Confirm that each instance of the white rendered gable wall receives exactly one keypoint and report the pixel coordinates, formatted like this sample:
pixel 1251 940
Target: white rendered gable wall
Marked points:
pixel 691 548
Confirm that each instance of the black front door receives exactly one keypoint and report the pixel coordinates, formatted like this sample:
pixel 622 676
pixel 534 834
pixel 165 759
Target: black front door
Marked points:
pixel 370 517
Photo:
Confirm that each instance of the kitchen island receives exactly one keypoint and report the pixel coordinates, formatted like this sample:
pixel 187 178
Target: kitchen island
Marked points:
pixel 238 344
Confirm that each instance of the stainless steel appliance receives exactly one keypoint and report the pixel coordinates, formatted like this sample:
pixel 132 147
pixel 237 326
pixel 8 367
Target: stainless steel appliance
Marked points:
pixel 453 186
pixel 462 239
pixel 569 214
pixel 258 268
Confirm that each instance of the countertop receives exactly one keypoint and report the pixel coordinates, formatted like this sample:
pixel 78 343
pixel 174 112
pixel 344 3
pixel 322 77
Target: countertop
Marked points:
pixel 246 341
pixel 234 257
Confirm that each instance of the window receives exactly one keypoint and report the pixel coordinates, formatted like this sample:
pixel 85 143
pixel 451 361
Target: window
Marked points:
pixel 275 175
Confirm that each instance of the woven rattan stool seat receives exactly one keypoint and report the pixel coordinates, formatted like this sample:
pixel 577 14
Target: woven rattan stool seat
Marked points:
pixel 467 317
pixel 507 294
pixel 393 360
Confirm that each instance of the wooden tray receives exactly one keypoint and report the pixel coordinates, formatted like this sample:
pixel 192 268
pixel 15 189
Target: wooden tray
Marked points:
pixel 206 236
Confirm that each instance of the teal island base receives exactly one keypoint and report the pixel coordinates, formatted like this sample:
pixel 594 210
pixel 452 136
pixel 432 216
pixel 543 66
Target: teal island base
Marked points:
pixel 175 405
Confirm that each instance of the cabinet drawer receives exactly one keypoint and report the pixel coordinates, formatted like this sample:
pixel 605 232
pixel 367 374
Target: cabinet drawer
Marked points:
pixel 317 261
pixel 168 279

**Stated problem:**
Render the material above, from its first line through the line holding "pixel 238 344" (both ends included), as a Markdown table with the columns No. and Text. Give each line its own row number and leave out blank lines.

**Exercise response:**
| No. | Text |
|---|---|
| 1 | Confirm that each instance of the white rendered gable wall receives exactly one keypoint and report the pixel coordinates, formatted like this sample: |
| 2 | pixel 1251 940 |
| 3 | Target: white rendered gable wall |
| 4 | Marked points: |
| 5 | pixel 691 548 |
| 6 | Confirm that each instance of the black front door receives exactly one keypoint and report the pixel coordinates, formatted like this sample: |
| 7 | pixel 622 676 |
| 8 | pixel 534 834 |
| 9 | pixel 165 759 |
| 10 | Target: black front door |
| 11 | Marked points: |
| 12 | pixel 370 517 |
| 13 | Photo: |
| 14 | Confirm that each instance of the kitchen island receives exactly one keypoint and report the pixel coordinates, formatted like this sample: |
| 15 | pixel 187 178 |
| 16 | Target: kitchen island |
| 17 | Marked points: |
| 18 | pixel 238 344 |